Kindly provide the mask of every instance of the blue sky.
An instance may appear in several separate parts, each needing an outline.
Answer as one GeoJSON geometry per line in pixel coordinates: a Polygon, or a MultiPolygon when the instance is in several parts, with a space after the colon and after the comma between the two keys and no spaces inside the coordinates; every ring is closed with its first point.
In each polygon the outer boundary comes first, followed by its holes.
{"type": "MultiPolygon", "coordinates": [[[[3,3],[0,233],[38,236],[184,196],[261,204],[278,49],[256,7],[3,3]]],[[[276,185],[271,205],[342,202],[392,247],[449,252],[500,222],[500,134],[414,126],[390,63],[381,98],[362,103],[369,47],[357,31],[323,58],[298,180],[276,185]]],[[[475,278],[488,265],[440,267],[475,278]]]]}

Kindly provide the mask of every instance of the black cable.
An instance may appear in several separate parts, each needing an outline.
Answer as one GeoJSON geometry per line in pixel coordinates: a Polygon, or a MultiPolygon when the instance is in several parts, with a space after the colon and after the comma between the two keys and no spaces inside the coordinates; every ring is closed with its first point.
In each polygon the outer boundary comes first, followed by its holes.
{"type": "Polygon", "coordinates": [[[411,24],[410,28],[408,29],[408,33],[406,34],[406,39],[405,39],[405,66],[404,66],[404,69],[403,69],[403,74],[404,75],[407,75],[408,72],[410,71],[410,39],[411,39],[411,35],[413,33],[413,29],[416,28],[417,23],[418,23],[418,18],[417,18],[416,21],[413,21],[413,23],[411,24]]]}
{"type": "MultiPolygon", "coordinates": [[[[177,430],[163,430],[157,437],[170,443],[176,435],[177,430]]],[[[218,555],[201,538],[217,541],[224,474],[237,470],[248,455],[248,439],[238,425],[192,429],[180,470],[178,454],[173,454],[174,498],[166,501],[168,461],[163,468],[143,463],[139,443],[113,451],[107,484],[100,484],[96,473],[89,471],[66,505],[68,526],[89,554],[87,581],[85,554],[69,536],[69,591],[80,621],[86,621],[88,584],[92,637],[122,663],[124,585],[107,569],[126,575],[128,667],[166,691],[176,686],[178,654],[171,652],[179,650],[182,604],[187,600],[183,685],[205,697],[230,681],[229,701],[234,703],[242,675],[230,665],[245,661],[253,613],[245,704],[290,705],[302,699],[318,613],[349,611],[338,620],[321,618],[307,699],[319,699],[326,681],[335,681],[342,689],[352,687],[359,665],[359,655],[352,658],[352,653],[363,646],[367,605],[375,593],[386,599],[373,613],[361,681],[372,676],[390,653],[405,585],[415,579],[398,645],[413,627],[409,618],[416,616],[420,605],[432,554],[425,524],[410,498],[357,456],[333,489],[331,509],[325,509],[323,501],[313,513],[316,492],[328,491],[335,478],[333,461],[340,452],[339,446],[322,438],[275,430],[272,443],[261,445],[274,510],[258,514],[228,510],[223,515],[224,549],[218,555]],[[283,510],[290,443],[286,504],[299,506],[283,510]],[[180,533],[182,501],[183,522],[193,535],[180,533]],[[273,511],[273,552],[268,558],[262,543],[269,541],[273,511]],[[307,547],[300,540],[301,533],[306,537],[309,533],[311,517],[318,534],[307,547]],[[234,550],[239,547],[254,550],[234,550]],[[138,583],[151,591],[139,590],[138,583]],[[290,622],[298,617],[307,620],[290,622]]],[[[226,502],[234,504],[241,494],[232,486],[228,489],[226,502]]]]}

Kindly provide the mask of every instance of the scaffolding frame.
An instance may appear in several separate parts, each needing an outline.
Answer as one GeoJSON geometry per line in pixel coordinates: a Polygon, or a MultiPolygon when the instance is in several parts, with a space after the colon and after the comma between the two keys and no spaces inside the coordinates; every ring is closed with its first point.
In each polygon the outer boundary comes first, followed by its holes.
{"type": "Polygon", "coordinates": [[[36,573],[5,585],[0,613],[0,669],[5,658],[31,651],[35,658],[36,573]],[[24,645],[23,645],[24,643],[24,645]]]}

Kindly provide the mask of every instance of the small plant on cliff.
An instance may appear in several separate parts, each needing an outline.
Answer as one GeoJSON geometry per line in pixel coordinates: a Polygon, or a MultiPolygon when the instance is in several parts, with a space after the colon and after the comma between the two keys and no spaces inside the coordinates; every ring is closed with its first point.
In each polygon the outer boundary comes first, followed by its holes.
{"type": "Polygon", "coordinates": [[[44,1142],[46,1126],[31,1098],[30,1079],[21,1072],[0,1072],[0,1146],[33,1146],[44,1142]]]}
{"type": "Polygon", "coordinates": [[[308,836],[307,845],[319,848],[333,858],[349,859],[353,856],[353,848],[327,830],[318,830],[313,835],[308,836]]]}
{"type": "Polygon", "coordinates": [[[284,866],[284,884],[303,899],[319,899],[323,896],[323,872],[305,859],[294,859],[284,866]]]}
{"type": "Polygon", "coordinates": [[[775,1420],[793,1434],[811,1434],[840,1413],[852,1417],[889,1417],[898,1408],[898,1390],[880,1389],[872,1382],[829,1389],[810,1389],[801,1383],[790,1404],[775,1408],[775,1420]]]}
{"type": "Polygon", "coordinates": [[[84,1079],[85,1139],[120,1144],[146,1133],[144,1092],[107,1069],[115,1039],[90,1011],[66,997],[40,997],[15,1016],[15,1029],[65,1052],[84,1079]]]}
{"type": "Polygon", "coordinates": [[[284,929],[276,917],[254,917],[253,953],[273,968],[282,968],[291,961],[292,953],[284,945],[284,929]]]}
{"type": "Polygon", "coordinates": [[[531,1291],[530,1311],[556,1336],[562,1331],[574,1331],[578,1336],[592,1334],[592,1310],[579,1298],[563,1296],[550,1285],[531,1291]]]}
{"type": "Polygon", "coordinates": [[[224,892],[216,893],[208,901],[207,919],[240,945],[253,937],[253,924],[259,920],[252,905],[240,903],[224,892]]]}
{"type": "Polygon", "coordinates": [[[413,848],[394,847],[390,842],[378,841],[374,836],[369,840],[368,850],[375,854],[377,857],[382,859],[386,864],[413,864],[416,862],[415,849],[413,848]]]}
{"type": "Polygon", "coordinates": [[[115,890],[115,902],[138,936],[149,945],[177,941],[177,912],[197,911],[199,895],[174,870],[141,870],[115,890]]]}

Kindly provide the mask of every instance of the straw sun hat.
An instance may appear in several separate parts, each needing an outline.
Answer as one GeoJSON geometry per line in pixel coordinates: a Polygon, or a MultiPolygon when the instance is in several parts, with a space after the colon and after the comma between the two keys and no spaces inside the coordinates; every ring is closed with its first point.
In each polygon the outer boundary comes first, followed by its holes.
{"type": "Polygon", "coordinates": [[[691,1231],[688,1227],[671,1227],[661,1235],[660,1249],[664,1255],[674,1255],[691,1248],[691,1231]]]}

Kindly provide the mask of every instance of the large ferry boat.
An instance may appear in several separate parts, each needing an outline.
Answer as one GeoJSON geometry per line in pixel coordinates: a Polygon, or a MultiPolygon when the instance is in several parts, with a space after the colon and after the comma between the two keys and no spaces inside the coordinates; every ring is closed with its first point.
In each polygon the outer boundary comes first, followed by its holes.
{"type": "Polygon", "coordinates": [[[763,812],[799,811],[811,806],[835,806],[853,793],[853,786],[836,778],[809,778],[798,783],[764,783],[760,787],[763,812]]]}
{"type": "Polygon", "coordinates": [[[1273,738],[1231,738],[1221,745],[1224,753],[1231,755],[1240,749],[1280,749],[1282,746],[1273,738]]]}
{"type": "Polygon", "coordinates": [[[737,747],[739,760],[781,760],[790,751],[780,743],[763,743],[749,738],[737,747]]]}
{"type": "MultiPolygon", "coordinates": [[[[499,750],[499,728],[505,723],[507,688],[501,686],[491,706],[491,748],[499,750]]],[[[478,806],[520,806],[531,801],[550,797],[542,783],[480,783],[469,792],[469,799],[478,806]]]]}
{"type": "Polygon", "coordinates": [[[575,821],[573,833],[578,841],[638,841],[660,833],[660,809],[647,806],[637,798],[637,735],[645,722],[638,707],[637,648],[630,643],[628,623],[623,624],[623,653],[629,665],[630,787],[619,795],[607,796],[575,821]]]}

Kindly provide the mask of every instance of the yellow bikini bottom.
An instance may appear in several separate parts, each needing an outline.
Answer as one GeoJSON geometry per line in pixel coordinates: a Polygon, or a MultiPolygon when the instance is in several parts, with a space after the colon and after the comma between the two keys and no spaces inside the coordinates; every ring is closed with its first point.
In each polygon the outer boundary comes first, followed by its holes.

§

*Task:* When a line in the records holds the string "mask", copy that line.

*Finished exercise:*
Kindly provide the mask of every instance of the blue sky.
Kindly provide the mask of every instance of the black cable.
Kindly provide the mask of every instance of the scaffolding frame.
Kindly provide the mask of every instance of the small plant on cliff.
Kindly provide the mask of every instance of the straw sun hat.
Kindly provide the mask of every instance of the large ferry boat.
Kindly provide the mask of every instance of the yellow bikini bottom.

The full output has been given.